*GOAL OF THE EXERCISE*: Count the lines of the listing that contain the string "elderly", matching case exactly, and give only the number.

** Start MATERIAL FOR THE TASK **

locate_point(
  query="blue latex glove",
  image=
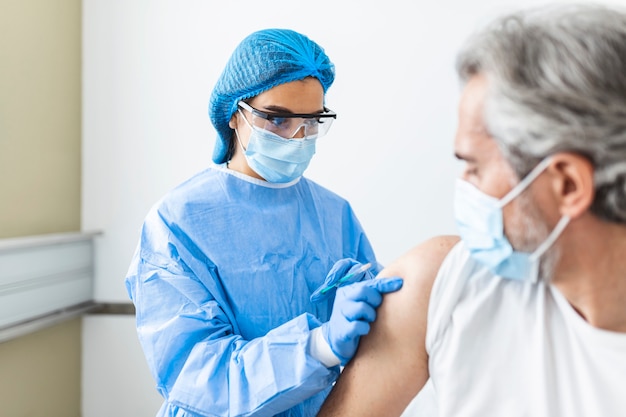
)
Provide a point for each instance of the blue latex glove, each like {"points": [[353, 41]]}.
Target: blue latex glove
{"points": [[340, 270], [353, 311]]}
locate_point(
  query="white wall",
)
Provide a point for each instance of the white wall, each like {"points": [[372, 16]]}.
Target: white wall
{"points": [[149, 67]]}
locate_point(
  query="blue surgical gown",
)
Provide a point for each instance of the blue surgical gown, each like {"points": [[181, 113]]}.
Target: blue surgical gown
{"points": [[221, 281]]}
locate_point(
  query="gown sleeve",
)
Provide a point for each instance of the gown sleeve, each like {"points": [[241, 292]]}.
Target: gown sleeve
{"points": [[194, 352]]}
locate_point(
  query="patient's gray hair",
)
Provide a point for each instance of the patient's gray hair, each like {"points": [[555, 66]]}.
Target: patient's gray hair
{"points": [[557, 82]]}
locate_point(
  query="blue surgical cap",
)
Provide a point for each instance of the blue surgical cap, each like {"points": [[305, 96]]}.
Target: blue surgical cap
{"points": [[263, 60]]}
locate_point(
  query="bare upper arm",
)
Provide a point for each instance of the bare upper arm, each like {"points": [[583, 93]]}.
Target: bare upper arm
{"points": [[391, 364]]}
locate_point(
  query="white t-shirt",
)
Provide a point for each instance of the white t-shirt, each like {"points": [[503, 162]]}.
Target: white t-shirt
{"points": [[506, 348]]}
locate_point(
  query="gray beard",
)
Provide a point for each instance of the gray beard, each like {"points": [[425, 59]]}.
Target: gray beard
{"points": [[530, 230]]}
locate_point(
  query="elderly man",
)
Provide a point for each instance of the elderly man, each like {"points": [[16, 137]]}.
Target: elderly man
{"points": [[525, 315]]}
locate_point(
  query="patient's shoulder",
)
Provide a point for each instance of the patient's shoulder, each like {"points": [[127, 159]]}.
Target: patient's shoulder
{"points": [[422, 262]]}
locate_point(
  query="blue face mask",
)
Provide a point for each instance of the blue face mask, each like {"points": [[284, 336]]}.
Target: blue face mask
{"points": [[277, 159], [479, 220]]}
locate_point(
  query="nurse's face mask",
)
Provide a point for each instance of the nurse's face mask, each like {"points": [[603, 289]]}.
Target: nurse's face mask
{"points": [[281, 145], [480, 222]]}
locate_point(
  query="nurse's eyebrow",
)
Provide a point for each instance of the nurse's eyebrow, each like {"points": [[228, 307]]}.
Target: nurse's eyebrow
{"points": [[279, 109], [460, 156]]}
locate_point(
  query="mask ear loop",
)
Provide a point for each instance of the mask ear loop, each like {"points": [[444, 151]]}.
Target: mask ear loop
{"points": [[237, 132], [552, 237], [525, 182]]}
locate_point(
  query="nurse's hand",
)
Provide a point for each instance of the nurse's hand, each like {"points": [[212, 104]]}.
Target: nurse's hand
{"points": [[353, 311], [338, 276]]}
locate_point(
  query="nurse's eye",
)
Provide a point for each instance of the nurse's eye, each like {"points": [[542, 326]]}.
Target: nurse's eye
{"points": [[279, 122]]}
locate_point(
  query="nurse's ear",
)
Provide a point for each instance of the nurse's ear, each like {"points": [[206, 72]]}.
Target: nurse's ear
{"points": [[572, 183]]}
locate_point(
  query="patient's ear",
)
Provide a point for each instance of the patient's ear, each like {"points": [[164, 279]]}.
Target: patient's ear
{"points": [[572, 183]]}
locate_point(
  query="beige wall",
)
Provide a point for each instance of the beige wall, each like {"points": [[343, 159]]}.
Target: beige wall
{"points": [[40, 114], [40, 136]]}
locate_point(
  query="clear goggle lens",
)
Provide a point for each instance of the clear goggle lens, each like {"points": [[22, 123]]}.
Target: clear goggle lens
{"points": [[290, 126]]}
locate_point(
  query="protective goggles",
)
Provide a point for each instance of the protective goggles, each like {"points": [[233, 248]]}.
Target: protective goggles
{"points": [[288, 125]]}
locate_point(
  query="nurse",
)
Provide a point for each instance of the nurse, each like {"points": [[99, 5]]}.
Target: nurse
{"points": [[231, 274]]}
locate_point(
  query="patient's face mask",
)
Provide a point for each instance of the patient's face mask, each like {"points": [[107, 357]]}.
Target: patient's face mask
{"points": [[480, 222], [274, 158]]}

** End MATERIAL FOR THE TASK **

*FULL OUTPUT*: 3